Records from a data collection
=== Section Start ===
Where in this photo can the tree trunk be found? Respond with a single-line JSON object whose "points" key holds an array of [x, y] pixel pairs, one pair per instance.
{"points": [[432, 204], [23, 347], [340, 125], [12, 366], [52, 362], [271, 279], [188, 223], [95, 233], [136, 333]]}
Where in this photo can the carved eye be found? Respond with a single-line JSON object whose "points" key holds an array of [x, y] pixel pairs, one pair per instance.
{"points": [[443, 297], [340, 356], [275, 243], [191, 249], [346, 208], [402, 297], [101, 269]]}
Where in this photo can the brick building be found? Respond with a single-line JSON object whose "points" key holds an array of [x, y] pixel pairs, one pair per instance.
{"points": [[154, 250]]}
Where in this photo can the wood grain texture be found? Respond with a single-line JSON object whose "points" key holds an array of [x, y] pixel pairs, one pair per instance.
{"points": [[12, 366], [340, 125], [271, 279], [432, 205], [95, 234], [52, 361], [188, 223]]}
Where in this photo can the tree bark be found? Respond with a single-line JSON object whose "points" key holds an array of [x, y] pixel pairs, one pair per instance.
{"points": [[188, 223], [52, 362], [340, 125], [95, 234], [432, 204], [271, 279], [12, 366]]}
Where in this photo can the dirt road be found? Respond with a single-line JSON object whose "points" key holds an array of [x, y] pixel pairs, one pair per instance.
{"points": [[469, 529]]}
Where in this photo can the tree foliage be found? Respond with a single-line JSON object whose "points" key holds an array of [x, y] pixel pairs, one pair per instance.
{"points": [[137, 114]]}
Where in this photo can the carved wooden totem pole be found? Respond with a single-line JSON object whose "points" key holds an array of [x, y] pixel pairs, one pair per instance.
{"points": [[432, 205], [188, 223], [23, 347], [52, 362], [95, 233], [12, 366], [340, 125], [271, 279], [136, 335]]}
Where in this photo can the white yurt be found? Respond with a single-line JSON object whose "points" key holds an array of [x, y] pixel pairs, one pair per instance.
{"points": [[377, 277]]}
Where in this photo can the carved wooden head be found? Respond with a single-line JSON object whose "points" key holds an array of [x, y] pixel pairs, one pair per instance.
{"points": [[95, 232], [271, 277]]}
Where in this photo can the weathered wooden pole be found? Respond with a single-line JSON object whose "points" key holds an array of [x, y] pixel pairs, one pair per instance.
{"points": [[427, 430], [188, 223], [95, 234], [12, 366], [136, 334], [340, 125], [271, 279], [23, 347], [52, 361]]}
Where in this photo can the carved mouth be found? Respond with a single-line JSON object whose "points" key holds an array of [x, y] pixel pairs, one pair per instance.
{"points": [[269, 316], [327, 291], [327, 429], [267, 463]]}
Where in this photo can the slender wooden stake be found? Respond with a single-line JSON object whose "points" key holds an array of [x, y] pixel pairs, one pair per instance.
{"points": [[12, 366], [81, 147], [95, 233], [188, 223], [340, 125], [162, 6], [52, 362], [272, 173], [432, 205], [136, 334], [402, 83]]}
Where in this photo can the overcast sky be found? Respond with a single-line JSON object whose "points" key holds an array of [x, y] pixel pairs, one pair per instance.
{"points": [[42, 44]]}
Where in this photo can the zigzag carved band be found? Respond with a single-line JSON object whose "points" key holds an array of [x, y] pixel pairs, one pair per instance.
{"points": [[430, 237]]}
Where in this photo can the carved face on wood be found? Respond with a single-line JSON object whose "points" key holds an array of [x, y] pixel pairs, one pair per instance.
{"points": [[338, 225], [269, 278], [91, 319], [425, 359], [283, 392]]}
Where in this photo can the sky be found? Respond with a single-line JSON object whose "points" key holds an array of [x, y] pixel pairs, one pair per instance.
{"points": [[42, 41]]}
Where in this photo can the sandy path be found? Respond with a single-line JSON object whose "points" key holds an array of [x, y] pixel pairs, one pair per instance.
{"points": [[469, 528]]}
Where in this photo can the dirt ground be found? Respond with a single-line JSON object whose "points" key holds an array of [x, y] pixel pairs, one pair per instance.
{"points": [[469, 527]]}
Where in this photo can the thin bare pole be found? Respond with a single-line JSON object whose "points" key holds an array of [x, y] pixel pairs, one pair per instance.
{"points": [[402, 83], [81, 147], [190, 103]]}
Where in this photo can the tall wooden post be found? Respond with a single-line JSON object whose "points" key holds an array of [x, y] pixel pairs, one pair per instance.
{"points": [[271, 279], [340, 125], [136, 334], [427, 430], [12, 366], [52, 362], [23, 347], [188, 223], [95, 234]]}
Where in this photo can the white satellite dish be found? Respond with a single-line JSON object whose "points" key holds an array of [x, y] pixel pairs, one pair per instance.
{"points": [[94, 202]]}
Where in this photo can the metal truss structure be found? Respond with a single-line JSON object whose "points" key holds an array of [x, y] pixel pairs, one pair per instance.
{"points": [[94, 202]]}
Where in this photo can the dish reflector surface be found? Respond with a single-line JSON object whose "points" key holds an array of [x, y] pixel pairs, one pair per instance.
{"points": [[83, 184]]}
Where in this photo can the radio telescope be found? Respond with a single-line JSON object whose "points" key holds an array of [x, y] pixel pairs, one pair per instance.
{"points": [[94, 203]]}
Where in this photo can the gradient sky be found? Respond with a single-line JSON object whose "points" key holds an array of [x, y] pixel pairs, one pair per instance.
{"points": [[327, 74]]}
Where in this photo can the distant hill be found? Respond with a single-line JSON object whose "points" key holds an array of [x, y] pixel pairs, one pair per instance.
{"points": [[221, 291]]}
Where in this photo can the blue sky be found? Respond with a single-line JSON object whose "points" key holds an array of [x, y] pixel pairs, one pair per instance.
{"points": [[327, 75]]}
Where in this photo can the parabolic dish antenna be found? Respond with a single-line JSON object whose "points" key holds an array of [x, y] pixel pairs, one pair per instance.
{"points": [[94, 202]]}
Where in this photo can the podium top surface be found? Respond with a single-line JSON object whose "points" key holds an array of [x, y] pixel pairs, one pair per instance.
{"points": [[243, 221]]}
=== Section End ===
**Exercise description**: Reproduce all the data word for word.

**Solution to the problem**:
Where in this photo can the tree trunk be found? Respond with a single-line JSON object whose "points" key holds an array of [x, y] pixel pairs, one pair per instance.
{"points": [[432, 204], [23, 347], [340, 125], [12, 366], [52, 362], [271, 279], [188, 223], [95, 233], [136, 333]]}
Where in this photo can the carved eye be found? Respond with a single-line JSON object whose "points" key holds an array of [x, y] pixel pairs, one pair per instance.
{"points": [[443, 297], [340, 356], [275, 243], [191, 249], [346, 208], [402, 297], [101, 269]]}
Where in this photo can the brick building be found? Respond with a single-line JSON object whose "points" key holds an array of [x, y] pixel pairs, one pair per instance.
{"points": [[154, 250]]}
Where in this photo can the wood grain texture be found? Respond with a single-line JSON object whose "points" key holds an array of [x, y] pixel pairs, one pair per instance.
{"points": [[12, 366], [340, 125], [271, 279], [432, 205], [95, 234], [52, 361], [188, 223]]}
Where in this photo can the tree bark be found? Respond with a single-line JSON object whose "points" key holds an array of [x, y] pixel pairs, one pair per instance.
{"points": [[188, 223], [52, 362], [340, 125], [95, 234], [432, 204], [271, 279], [12, 366]]}
Where in this photo can the dirt road be found? Respond with a single-line JSON object whose "points" key holds an array of [x, y] pixel pairs, one pair per instance.
{"points": [[469, 529]]}
Where in this photo can the tree foliage be found? Respond with a single-line JSON object whose "points" key holds an array of [x, y] pixel pairs, one pair per instance.
{"points": [[137, 114]]}
Where in this photo can the carved wooden totem pole be found? Respond with a single-line JSON object whose "points" key holds an array of [x, y] pixel pairs, one pair per instance.
{"points": [[432, 205], [188, 223], [23, 347], [52, 362], [95, 233], [12, 366], [340, 125], [271, 279], [136, 335]]}
Where in this photo can the white yurt be found? Respond with a single-line JSON object whose "points" key holds an array of [x, y] pixel pairs, one pair per instance.
{"points": [[377, 277]]}
Where in this photo can the carved wooden head be found? Respond with a single-line JSON object whose "points" key holds an array of [x, y] pixel pairs, one pair per instance.
{"points": [[95, 232], [271, 277]]}
Where in this photo can the weathered wooden pole be found? Respond with a single-line JSON object whose "points" key holds an array of [x, y] pixel pairs, one pair per instance.
{"points": [[427, 430], [188, 223], [95, 234], [12, 366], [136, 334], [340, 125], [271, 279], [23, 347], [52, 361]]}
Where in this photo can the carved mouth be found? Respond with a single-line JSON object whose "points" key holds an array of [x, y] pixel pairs, one pair per instance.
{"points": [[269, 316], [327, 291], [327, 429], [267, 463]]}
Where in this photo can the slender wooden stake be found? Respond with a single-line JSON object whose "points" key holds an array of [x, y] pixel pairs, one pair per instance.
{"points": [[12, 366], [81, 147], [95, 233], [188, 223], [340, 125], [162, 6], [52, 362], [272, 173], [432, 205], [136, 334], [402, 83]]}
Where in this photo can the overcast sky be found? Respond with a single-line JSON object whose "points" key holds an array of [x, y] pixel pairs, one pair per instance.
{"points": [[42, 44]]}
Where in this photo can the zigzag carved band be found? Respond with a single-line JSON object whose "points" key holds an array of [x, y] pixel pairs, one pair per instance.
{"points": [[430, 237]]}
Where in this photo can the carved face on wood be found? Respond with a single-line JSON object whose "points" key holds an array of [x, y] pixel pairs, one pair per instance.
{"points": [[338, 225], [269, 278], [91, 319], [425, 359], [283, 392]]}
Where in this photo can the sky be found? Respond with a single-line JSON object whose "points" key holds an array of [x, y] pixel pairs, one pair per instance.
{"points": [[42, 41]]}
Where in this photo can the sandy path be found? Respond with a single-line JSON object whose "points" key holds an array of [x, y] pixel pairs, one pair per instance.
{"points": [[469, 528]]}
Where in this photo can the dirt ground be found? Respond with a single-line JSON object whose "points" key holds an array of [x, y] pixel pairs, one pair per instance.
{"points": [[469, 527]]}
Where in this photo can the thin bare pole be found? Respond with a single-line JSON object whose "points" key holds an array of [x, y] pixel pairs, one pair per instance.
{"points": [[402, 83], [81, 147], [190, 103]]}
Where in this photo can the tall wooden post be found? Respond with a single-line JSON object whose "points" key holds an array of [x, y] pixel pairs, one pair per instance.
{"points": [[271, 279], [340, 125], [136, 334], [427, 430], [12, 366], [52, 362], [23, 347], [188, 223], [95, 234]]}
Where in this photo can the white satellite dish be found? Respond with a single-line JSON object whose "points" key holds an array of [x, y] pixel pairs, one pair per instance.
{"points": [[94, 202]]}
Where in this photo can the metal truss structure be found? Respond with a single-line JSON object whose "points" key holds an array of [x, y] pixel pairs, one pair per instance.
{"points": [[94, 202]]}
Where in this photo can the dish reflector surface be found? Respond with a single-line JSON object whose "points" key holds an array of [x, y] pixel pairs, one pair per instance.
{"points": [[83, 184]]}
Where in this photo can the radio telescope be found? Respond with a single-line JSON object whose "points" key holds an array of [x, y] pixel pairs, one pair per instance.
{"points": [[94, 203]]}
Where in this photo can the gradient sky be found? Respond with a single-line JSON object whose "points" key holds an array of [x, y] pixel pairs, one pair per instance.
{"points": [[327, 74]]}
Where in this photo can the distant hill be found? Respond with a single-line JSON object whose "points" key holds an array of [x, y] pixel pairs, one pair per instance.
{"points": [[221, 291]]}
Where in this photo can the blue sky be found? Respond with a single-line JSON object whose "points" key holds an array of [x, y] pixel pairs, one pair per instance.
{"points": [[327, 75]]}
Where in this photo can the parabolic dish antenna be found? Respond with a single-line JSON object whose "points" key holds an array of [x, y] pixel pairs, one pair per instance.
{"points": [[94, 202]]}
Where in this photo can the podium top surface be found? Respond with a single-line JSON object whose "points" key holds an array of [x, y] pixel pairs, one pair per instance.
{"points": [[243, 221]]}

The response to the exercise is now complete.